Set problem =>
Repeat the records word for word, from the line with "My team would appreciate it if you could pinpoint the curtain" to the line with "left=407, top=77, right=542, bottom=104", including both of those lines. Leave the pictures out of your answer.
━━━
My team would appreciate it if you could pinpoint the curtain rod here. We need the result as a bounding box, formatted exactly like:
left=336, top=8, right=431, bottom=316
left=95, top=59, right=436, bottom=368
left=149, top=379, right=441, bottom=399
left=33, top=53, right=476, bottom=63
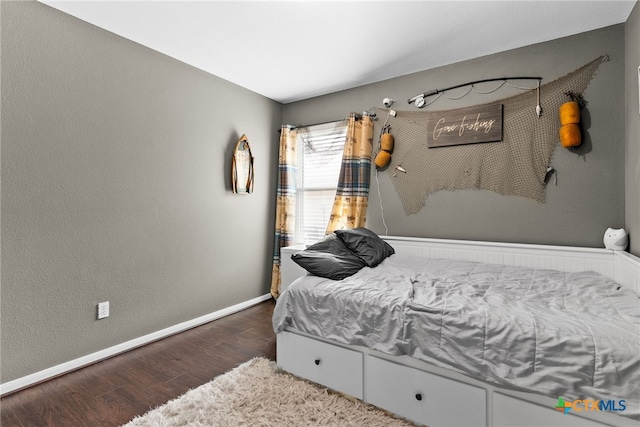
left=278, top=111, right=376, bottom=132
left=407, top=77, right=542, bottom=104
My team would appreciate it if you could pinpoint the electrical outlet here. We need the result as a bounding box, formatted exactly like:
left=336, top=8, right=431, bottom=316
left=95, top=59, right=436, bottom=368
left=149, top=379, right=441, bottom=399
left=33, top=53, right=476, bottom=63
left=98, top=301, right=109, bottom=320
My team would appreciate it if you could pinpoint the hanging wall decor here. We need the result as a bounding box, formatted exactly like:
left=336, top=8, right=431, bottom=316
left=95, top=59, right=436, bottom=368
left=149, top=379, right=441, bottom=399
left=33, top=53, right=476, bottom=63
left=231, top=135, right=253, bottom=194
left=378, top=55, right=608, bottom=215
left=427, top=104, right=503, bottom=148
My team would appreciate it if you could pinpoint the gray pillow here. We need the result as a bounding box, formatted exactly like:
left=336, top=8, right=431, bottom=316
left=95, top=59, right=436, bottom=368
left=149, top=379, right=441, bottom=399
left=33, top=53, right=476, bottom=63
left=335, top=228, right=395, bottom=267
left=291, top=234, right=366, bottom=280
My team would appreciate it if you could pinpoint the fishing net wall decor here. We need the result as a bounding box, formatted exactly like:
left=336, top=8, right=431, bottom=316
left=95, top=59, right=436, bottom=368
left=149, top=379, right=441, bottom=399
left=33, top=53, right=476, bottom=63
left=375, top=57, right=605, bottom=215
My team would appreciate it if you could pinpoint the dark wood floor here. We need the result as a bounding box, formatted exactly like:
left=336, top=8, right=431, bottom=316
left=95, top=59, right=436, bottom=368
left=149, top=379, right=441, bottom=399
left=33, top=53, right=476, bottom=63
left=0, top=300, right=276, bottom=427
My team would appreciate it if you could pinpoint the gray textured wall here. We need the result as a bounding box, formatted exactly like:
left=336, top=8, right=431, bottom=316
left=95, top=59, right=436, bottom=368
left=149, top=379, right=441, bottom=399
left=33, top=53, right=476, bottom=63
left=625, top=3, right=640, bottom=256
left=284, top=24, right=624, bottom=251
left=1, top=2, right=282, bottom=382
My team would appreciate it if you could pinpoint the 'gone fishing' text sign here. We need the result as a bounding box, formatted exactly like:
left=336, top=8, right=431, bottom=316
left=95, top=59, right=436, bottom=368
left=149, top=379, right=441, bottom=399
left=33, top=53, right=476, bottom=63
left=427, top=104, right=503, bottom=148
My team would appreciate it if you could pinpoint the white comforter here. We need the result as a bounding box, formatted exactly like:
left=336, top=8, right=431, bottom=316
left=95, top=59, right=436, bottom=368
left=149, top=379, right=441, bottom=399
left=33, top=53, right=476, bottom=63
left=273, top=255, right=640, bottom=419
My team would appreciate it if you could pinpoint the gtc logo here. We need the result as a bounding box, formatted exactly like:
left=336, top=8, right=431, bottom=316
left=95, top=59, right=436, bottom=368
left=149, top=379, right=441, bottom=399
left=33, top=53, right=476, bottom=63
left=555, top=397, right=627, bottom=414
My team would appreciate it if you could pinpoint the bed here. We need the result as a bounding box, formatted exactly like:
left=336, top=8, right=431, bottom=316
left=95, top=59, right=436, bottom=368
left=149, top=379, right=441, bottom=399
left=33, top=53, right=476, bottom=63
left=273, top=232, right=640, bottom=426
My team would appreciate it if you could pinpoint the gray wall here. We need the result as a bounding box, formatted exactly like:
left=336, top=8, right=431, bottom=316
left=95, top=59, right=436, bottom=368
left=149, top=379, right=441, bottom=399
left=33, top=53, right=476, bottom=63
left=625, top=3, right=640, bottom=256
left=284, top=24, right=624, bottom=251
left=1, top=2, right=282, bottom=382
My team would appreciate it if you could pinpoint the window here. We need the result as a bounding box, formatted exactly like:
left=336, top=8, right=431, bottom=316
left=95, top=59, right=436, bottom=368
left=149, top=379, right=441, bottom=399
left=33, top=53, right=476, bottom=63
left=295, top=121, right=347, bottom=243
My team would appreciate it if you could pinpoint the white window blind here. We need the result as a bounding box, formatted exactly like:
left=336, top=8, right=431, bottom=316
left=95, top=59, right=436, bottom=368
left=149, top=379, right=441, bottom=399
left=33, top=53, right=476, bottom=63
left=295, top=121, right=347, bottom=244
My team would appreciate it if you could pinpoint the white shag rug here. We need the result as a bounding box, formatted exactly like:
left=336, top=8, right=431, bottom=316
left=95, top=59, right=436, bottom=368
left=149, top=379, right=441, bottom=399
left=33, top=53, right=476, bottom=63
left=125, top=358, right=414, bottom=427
━━━
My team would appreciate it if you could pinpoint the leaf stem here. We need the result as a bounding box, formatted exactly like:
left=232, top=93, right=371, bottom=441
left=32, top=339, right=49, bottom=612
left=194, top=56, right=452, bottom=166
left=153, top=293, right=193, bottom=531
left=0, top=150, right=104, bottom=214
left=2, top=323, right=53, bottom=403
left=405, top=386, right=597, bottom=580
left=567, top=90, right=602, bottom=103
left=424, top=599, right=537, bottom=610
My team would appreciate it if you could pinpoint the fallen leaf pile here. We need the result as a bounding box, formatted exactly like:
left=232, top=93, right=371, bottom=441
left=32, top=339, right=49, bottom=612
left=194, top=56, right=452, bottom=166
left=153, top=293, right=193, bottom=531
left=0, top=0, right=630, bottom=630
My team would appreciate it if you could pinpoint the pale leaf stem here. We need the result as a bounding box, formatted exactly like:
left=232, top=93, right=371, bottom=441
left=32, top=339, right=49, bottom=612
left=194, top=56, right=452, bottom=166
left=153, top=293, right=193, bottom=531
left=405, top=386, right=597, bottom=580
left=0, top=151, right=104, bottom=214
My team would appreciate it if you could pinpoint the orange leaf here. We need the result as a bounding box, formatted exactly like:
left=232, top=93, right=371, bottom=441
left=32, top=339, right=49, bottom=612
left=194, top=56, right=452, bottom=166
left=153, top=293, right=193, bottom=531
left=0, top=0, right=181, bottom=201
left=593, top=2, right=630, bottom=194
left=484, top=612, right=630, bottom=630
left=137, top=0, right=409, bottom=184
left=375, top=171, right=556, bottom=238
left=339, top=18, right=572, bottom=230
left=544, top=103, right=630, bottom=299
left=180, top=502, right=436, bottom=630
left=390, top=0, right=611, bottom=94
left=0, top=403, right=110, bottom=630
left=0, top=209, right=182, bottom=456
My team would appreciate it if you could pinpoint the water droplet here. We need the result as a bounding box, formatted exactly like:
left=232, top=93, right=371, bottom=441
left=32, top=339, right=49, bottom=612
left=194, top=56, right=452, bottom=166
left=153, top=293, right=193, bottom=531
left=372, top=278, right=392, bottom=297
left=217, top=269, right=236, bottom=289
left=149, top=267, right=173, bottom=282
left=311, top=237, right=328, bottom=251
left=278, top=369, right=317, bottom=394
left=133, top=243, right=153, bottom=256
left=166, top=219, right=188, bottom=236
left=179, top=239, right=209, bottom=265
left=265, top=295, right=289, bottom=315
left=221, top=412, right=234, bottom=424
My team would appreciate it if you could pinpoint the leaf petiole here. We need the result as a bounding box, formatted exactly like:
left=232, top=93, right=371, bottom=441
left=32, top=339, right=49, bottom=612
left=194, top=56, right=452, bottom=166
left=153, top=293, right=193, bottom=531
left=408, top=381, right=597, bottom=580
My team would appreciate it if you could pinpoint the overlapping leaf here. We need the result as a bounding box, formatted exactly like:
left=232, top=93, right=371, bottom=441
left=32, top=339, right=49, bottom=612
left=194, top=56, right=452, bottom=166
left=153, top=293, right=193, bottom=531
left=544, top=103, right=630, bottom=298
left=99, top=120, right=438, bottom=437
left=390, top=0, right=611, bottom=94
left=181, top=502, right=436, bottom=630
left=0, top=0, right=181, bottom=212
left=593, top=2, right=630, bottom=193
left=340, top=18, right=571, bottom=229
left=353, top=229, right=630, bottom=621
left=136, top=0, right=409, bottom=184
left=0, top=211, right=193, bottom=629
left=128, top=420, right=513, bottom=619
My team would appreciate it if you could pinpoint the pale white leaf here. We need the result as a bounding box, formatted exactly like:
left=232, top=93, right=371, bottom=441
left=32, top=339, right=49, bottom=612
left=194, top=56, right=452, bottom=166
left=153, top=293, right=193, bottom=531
━━━
The completed task =>
My team would appreciate it if you could pinpoint the curtain rod here. We need the result as a bounding box, formatted exactly like:
left=336, top=8, right=431, bottom=316
left=95, top=59, right=436, bottom=368
left=149, top=379, right=441, bottom=399
left=33, top=53, right=476, bottom=63
left=278, top=111, right=376, bottom=132
left=407, top=77, right=542, bottom=104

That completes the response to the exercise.